▶ [Work instructions] Write out the listing below word for word, every line included.
--- START Record set ---
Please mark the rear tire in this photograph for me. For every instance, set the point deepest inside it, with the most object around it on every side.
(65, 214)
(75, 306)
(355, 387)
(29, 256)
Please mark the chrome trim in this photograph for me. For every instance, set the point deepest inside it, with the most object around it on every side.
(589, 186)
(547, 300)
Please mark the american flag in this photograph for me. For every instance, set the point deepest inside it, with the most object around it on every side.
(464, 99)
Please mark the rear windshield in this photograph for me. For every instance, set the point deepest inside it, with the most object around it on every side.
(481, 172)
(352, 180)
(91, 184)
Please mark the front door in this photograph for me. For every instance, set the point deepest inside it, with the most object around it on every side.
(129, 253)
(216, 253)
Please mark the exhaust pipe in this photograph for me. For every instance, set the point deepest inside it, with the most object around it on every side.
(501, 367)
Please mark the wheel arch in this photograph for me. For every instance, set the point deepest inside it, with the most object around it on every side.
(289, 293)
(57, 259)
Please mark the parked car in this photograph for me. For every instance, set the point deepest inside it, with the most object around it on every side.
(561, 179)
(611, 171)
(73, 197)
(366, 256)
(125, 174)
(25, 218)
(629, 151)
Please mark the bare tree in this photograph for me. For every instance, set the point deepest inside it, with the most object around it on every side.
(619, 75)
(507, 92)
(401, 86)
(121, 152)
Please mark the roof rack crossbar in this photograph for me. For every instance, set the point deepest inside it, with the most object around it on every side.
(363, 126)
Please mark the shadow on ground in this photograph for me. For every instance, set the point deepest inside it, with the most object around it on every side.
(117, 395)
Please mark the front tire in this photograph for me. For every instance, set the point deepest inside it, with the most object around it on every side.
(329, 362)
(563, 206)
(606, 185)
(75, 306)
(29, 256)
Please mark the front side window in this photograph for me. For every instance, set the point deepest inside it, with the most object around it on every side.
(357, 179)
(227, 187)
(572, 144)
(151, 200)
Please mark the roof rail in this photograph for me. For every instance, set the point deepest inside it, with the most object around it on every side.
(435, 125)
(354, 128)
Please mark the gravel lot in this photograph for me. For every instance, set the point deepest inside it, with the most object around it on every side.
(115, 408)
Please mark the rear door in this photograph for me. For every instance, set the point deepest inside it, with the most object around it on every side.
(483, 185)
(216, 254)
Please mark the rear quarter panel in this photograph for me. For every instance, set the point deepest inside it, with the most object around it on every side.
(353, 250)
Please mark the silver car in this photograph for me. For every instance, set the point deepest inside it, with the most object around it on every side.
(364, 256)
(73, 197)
--- END Record set ---
▶ [Answer to this task]
Please mark the rear tire in this photograph for me. For every instance, set the point deepest inside it, with the most object around it on every side.
(65, 214)
(75, 306)
(355, 387)
(29, 256)
Please mark the chrome trim in this photograph for me. For every instance, set the point deepest inside it, with the most object around it on every side.
(589, 186)
(547, 300)
Please mark the american flag in this photograph for me. For every instance, set the point deepest inside it, with the most object around it on every side.
(464, 99)
Please mark the rear windshield in this photograph for me. For every instance, set the point deepest inside it, with the most object around it on every side.
(481, 172)
(352, 180)
(91, 184)
Please mark the front door in this photograph for me. For every instance, set the point deepest inside it, with the most object around it on every side.
(129, 253)
(216, 253)
Please mark the exhaust pipe in this photograph for me. For every instance, set the point deepest inside it, with the most object around it on every side.
(501, 367)
Please mark the wheel arch in this photograph for me. For every instance, set the point deepest inside it, with the most object around it on every side.
(289, 293)
(57, 259)
Please mark the parked car in this photograph for me. For every instance, set the point deepest inside it, with the most object around it on every side.
(561, 179)
(611, 171)
(73, 197)
(366, 256)
(125, 174)
(25, 218)
(629, 151)
Please mark the bare tree in this photograph for me. For every instance, set the point deepest inside it, with the most object around it on every side.
(619, 75)
(507, 92)
(401, 86)
(121, 152)
Please mark the roof rack crossbar in this photograph for me. For every instance, set the point deepest inside it, with the most object around it on every side.
(363, 126)
Please mark the shadow on ground in this photograph for me. For every instance, set the point deepest inside it, with the most object around it on every side.
(117, 395)
Please mark the front tire in this photograph for me. For every instance, set the point deepest inside it, with the most object around it on every side.
(329, 362)
(563, 206)
(606, 185)
(75, 306)
(29, 256)
Please mark the front side window in this photograph for me. For every instance, set the point deepest inside it, with the most object around it on every side.
(357, 179)
(227, 187)
(572, 144)
(151, 200)
Please mark the roof rail in this photograph for me. For every instance, set the point deepest inside it, with the most object around it on every side.
(435, 125)
(354, 128)
Please mark the gravel lot in this photograph for me. For every instance, set the point deepest inside it, with the most object around it on every side.
(115, 408)
Please mark the rear door in this photograph for me. For every instance, set the point deepest inside it, with the most object around it on every side.
(483, 185)
(216, 254)
Please mark the rear quarter panel in this photograph for me. For every instance, set the point deepest inside it, with the most object around it on every side.
(353, 250)
Please mark the silver car in this photograph for me. For every instance, set the point deepest inside it, with the most object around it on every side.
(364, 256)
(73, 197)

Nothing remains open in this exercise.